▶ **AIM OF THE TASK**: Copy out every line of the data below that contains the word "rock".

▶ **DATA LINES**:
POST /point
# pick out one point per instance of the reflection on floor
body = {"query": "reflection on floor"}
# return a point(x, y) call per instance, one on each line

==

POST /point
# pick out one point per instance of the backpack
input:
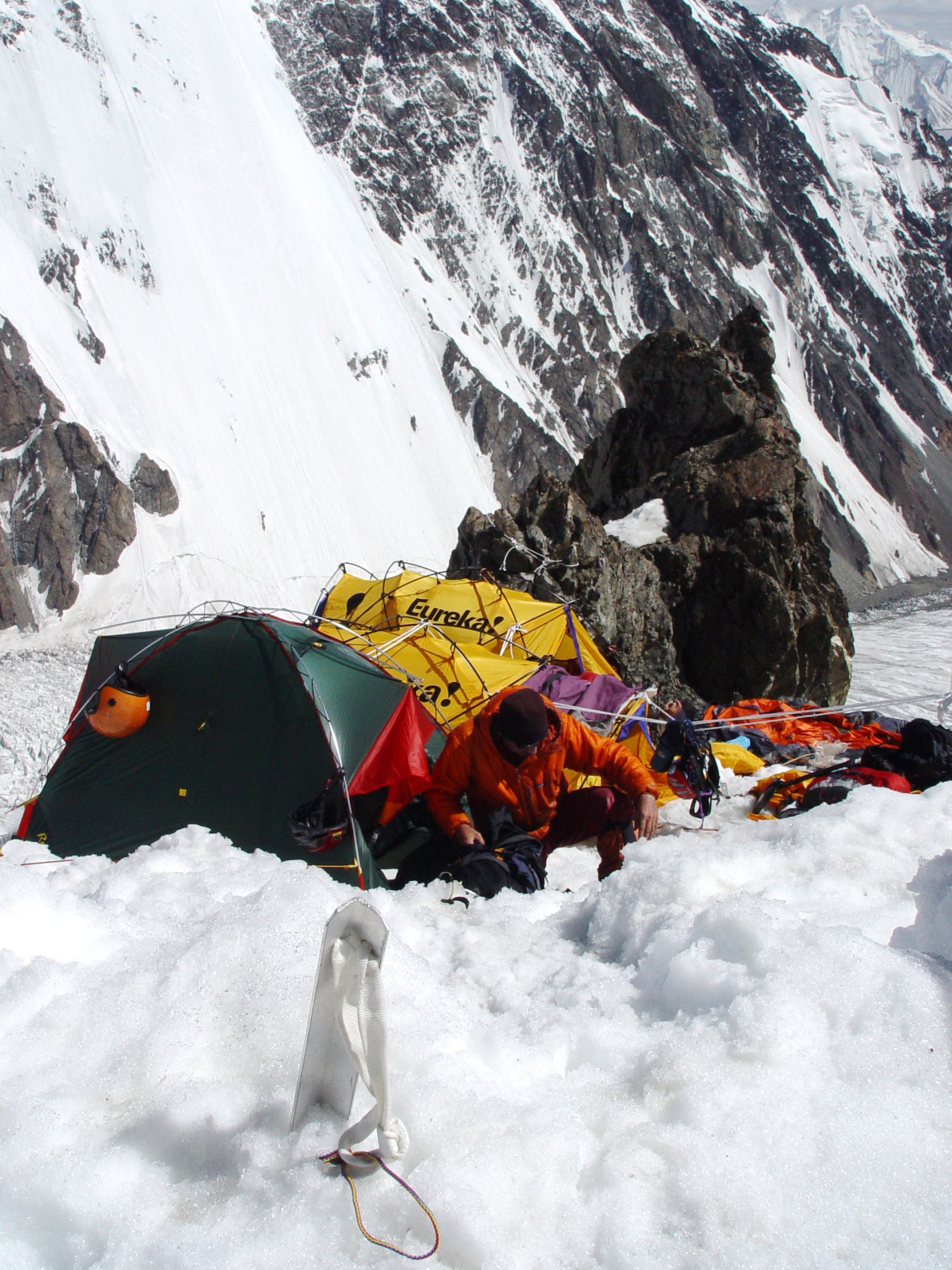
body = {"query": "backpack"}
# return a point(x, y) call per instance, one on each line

---

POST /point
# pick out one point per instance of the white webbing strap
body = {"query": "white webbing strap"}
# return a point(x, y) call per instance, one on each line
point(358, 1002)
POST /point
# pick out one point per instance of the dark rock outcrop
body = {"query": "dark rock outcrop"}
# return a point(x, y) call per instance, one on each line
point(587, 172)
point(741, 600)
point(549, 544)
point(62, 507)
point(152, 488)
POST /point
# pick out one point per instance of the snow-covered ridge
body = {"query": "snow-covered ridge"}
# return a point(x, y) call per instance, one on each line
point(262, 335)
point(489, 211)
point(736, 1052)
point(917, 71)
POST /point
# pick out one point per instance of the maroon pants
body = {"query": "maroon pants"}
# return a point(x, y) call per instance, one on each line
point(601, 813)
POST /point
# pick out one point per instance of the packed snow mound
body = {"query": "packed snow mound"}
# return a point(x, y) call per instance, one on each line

▶ **ANSWER TO THIS EXERCISE**:
# pick out one point per instance of the dark rock outcrop
body = {"query": "dark rock outcrop"}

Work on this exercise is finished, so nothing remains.